▶ [SHORT EXERCISE]
Locate the line that contains "Planogram-check task. Target: stone wall". Print it and each following line through the end of the listing, verbatim, and nothing more.
-*-*-
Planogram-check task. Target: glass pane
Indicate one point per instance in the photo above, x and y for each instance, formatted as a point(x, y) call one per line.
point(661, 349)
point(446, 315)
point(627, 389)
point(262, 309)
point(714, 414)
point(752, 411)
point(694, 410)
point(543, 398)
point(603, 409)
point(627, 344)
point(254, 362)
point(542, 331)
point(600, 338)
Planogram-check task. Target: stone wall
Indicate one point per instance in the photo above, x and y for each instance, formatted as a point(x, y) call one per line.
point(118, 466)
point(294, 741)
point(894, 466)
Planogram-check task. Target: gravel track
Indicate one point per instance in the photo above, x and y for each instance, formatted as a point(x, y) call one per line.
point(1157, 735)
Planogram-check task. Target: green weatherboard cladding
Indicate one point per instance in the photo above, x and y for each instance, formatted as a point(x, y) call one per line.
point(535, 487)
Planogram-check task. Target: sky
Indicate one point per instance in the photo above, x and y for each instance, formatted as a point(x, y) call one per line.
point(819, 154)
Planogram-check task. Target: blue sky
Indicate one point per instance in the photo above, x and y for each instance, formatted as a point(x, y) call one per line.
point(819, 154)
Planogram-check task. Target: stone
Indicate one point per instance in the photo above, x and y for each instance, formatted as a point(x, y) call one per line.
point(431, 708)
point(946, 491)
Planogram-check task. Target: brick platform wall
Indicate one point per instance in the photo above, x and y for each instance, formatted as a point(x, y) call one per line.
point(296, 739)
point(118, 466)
-*-*-
▶ [TASK SOLUTION]
Planogram-check task. Target: stone wall
Indicate one point per instance in the photo above, x and y for each instance, formatted as a point(x, y) call one per line.
point(118, 466)
point(294, 741)
point(894, 466)
Planogram-check task. Target: gravel track
Indicate one point per instance in the photo above, x and y for each instance, formatted as a point(x, y) call one per line.
point(1157, 735)
Planogram-check task. Target: green weatherboard cladding
Indicate one point per instance in the photo above, x and y for each instance, formatted as a point(x, y) call one per line.
point(535, 487)
Planogram-check task. Target: sky
Indicate one point per instance in the photo above, x and y for each instance, formatted as a point(x, y) call one per line.
point(819, 154)
Planogram-check task. Target: blue sky
Indicate one point per instance in the photo above, x and y for each instance, formatted as a point(x, y) call one per line.
point(819, 154)
Planogram-check task. Target: stone
Indicate one point per instance in the photo above, x and y for each instance, formatted as a point(x, y) call one per line.
point(431, 708)
point(946, 491)
Planogram-check task. Target: brick platform wall
Indicate one point per instance in the photo above, x and y for each instance, formatted as a point(x, y) call one per line.
point(296, 739)
point(118, 466)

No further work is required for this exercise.